Contour labeling items
BEGIN

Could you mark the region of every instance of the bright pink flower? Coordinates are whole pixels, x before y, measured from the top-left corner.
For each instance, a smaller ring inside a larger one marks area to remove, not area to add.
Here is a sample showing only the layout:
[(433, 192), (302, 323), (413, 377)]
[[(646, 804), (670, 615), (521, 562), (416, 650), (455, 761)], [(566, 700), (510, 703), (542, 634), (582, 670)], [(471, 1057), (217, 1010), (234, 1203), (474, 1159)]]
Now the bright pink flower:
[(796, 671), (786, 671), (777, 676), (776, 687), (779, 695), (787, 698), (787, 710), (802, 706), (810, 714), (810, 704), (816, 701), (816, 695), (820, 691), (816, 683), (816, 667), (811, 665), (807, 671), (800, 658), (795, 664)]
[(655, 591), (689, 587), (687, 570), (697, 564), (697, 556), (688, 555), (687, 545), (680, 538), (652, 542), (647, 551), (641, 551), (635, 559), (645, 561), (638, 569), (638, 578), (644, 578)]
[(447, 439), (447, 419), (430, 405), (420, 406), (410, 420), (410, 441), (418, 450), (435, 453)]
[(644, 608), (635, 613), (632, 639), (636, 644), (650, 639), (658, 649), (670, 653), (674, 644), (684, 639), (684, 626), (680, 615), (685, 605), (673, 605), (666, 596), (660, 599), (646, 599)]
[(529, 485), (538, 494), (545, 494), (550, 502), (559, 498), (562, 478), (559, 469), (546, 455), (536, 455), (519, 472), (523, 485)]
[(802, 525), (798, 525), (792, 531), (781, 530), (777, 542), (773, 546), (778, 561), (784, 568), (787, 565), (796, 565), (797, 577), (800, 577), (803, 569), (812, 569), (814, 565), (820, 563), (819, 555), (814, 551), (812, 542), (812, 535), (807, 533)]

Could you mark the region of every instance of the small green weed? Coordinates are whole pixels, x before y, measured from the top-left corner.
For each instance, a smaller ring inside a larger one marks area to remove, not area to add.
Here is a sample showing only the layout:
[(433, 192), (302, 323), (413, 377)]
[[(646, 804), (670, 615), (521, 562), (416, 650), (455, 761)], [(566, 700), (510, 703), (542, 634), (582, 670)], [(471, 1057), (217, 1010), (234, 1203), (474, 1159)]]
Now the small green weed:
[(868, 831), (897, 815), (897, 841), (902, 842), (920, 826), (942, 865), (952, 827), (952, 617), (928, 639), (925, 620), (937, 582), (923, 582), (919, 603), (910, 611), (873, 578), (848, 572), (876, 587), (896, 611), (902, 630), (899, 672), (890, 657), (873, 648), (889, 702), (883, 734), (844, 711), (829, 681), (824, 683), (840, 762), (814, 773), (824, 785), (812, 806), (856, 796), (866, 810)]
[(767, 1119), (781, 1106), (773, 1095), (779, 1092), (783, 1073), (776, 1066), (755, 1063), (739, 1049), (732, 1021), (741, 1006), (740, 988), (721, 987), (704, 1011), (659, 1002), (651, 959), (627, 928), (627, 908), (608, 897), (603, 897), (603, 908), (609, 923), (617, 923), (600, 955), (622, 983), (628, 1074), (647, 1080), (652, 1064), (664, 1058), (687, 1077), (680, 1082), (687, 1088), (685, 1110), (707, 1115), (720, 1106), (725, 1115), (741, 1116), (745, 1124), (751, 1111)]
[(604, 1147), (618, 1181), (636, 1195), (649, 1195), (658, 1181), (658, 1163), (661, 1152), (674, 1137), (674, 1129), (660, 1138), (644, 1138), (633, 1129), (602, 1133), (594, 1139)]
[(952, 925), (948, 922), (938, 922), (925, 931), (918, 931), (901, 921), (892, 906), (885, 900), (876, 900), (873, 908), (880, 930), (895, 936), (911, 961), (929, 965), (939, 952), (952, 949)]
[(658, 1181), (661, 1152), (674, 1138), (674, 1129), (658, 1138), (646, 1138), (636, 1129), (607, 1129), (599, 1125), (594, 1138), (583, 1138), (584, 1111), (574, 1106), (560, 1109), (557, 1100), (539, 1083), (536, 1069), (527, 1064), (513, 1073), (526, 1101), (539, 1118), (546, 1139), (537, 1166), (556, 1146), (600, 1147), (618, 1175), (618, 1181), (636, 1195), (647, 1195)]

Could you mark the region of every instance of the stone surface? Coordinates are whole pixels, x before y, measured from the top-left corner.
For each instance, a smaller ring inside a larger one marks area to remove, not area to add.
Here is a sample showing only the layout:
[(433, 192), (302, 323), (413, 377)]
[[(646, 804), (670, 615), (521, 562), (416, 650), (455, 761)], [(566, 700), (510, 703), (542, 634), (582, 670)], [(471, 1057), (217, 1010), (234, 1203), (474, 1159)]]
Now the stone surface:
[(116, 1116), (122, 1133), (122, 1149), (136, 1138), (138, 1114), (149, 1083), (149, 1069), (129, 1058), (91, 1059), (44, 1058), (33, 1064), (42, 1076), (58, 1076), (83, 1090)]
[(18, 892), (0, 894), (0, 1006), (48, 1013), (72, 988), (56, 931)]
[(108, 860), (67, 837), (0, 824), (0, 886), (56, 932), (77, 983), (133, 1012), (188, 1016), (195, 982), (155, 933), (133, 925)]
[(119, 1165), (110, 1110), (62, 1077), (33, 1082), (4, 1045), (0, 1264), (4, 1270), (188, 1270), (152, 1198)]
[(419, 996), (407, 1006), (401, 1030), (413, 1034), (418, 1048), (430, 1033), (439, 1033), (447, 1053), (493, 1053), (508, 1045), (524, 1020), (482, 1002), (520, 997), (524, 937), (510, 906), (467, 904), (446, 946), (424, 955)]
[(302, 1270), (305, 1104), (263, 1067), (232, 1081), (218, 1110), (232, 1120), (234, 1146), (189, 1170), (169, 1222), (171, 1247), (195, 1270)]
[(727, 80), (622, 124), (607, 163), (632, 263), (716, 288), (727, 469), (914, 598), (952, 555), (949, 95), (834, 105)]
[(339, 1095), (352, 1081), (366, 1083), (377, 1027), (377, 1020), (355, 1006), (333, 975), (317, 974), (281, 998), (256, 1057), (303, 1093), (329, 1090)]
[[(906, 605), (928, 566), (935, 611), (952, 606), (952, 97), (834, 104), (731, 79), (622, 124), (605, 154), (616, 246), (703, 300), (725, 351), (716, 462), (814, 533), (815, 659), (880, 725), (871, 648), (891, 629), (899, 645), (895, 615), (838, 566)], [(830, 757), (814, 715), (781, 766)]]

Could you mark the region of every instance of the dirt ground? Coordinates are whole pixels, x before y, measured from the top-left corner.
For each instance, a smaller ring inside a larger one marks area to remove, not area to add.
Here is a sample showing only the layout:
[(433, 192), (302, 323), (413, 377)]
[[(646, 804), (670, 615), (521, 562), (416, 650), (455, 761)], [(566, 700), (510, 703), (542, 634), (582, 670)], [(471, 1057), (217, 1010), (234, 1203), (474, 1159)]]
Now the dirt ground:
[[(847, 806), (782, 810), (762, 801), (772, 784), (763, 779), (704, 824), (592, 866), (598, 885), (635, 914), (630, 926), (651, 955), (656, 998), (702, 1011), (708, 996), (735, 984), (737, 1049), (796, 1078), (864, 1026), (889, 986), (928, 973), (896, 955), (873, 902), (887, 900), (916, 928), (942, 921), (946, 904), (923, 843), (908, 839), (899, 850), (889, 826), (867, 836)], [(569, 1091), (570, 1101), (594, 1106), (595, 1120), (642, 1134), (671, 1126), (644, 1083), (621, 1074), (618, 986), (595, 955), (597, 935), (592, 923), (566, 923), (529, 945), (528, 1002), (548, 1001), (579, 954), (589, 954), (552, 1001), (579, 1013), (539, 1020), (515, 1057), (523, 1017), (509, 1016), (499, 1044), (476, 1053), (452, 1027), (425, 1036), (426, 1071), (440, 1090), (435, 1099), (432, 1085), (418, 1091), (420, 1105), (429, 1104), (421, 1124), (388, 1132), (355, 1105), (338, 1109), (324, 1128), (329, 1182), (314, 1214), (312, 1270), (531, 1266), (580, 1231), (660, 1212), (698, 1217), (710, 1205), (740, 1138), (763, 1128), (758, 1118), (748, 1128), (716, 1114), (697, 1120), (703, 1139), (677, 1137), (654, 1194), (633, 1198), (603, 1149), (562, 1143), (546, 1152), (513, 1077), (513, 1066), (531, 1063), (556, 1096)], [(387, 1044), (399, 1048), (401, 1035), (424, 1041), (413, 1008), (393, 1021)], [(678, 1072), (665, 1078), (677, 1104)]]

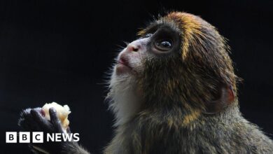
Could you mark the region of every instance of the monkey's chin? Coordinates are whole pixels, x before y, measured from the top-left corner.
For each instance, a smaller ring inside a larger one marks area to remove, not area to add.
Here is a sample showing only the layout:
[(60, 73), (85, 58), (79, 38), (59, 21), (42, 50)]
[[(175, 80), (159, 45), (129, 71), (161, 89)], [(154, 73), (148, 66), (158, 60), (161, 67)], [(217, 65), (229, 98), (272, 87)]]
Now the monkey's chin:
[(115, 66), (115, 73), (117, 75), (122, 75), (130, 74), (132, 71), (132, 69), (125, 64), (118, 63)]

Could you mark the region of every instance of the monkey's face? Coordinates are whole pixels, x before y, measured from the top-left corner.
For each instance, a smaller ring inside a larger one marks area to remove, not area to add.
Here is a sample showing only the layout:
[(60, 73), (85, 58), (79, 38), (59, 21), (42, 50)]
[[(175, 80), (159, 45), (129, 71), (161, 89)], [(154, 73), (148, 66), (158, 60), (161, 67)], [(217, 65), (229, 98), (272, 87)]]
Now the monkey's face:
[(116, 74), (143, 78), (147, 63), (179, 54), (180, 38), (176, 29), (168, 25), (155, 24), (149, 27), (145, 34), (129, 43), (118, 55)]
[(233, 100), (236, 76), (227, 47), (210, 24), (174, 12), (139, 35), (119, 54), (113, 74), (115, 78), (133, 78), (145, 104), (206, 106), (215, 112)]

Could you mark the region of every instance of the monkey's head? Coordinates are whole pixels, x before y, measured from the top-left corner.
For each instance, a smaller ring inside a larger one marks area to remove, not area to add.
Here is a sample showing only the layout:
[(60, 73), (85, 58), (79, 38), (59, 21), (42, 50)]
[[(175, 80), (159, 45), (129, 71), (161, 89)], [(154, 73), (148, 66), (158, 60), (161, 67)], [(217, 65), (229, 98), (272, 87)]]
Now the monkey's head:
[(132, 85), (141, 108), (175, 104), (216, 113), (236, 102), (228, 46), (214, 27), (197, 16), (172, 12), (138, 35), (118, 55), (112, 80), (126, 85), (123, 89)]

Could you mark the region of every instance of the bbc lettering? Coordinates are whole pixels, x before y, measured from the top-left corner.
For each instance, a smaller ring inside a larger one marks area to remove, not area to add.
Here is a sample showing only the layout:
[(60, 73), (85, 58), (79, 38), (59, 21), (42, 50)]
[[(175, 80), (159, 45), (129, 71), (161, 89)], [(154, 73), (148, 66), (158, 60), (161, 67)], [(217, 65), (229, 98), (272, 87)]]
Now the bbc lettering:
[[(17, 143), (17, 132), (6, 132), (6, 143)], [(18, 138), (19, 143), (30, 143), (30, 132), (20, 132)], [(32, 143), (43, 143), (43, 132), (32, 132)]]
[[(78, 133), (47, 133), (46, 141), (78, 141), (80, 140)], [(18, 139), (18, 138), (19, 139)], [(6, 132), (6, 143), (43, 143), (43, 132), (32, 132), (32, 140), (30, 140), (31, 136), (29, 132)], [(18, 141), (19, 140), (19, 141)]]

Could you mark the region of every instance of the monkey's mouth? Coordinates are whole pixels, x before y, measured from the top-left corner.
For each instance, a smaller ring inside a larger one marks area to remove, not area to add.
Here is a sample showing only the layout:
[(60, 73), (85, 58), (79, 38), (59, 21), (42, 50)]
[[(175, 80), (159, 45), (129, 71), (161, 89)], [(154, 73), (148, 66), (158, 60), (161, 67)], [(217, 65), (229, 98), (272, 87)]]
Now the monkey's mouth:
[(132, 67), (126, 58), (120, 57), (118, 61), (116, 71), (118, 74), (129, 73), (132, 71)]

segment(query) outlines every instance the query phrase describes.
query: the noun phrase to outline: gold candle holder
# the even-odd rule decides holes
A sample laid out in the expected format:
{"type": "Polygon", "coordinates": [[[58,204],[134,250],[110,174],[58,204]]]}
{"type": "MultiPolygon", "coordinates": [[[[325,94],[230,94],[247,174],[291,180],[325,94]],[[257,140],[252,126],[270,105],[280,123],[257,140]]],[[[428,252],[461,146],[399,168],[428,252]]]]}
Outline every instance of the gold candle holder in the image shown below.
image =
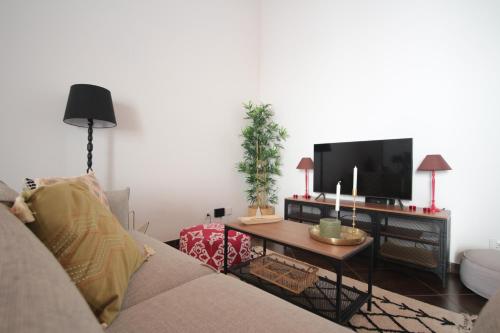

END

## TASK:
Count the lines in the records above that contain the string "chin" and give only the number.

## RESPONSE:
2